● Prompt:
Copy out the data below verbatim.
START Data records
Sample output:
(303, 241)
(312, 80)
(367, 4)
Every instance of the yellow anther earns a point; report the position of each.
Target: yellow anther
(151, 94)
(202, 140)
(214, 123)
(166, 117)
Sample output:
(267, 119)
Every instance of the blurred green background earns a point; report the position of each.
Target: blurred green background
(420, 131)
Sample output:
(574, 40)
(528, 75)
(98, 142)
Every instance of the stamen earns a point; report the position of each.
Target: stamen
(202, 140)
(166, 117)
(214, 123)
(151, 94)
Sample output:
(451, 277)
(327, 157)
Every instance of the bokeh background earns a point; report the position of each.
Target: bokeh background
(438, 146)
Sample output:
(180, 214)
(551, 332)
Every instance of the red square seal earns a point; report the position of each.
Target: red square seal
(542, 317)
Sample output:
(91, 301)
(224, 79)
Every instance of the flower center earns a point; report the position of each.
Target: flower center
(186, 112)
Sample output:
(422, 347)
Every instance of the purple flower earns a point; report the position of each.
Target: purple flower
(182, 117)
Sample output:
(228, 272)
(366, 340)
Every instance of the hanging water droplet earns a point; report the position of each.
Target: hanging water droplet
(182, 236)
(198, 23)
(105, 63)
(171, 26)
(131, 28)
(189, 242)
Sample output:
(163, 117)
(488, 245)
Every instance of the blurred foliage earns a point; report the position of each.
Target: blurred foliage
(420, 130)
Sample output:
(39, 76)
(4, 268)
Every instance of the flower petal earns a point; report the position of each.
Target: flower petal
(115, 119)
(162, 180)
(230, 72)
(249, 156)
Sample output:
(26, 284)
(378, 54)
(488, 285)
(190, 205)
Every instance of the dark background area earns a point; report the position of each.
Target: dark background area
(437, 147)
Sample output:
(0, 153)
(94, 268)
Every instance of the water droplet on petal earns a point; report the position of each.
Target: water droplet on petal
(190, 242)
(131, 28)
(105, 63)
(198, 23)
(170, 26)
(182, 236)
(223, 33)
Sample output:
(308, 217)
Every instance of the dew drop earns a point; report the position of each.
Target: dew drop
END Data records
● Task result:
Sample output:
(303, 241)
(312, 80)
(367, 4)
Every instance of the yellow anther earns a point; report the position of each.
Target: yellow anther
(151, 94)
(202, 140)
(214, 123)
(166, 117)
Sample output:
(267, 119)
Every instance of the blurred green background earns a point; report the position of each.
Target: blurred green background
(420, 131)
Sample output:
(574, 40)
(528, 75)
(98, 142)
Every instance of the stamen earns a point; report the position of each.
Target: stamen
(202, 140)
(166, 117)
(214, 123)
(151, 94)
Sample output:
(451, 277)
(327, 157)
Every instance of the bokeh background earns a point; report the position of each.
Target: bokeh background
(438, 146)
Sample output:
(180, 214)
(551, 332)
Every instance of the red square seal earns a point; report the position of each.
Target: red square seal
(542, 317)
Sample output:
(91, 301)
(224, 79)
Every instance of the flower center earns a point; report the position of each.
Target: flower center
(186, 112)
Sample output:
(422, 347)
Every instance of the purple flower earns a point; report the position of each.
Target: purple flower
(182, 117)
Sample output:
(228, 272)
(366, 340)
Every instance of the hanging water droplet earns a point; report the position of each.
Target: hanging water droplet
(182, 236)
(198, 23)
(105, 63)
(171, 26)
(131, 28)
(189, 242)
Sample output:
(163, 117)
(488, 245)
Every instance of the blurred foliage earns a point; report the position of each.
Target: blurred foliage
(420, 130)
Sample output:
(39, 76)
(4, 268)
Every instance of the flower petal earns a point; report the position of each.
Target: flower petal
(115, 119)
(162, 180)
(230, 72)
(249, 156)
Sample output:
(26, 284)
(378, 54)
(488, 285)
(190, 205)
Every instance of the dark background area earns a point; report the position of each.
Target: dark background area
(437, 147)
Sample output:
(0, 153)
(94, 268)
Every instance of the water droplet on petal earns a point; report the position of each.
Target: water droplet on petal
(190, 242)
(131, 28)
(105, 63)
(198, 23)
(170, 26)
(182, 236)
(223, 33)
Sample output:
(308, 217)
Every instance of the dew drop earns a point; report the position of each.
Target: dew drop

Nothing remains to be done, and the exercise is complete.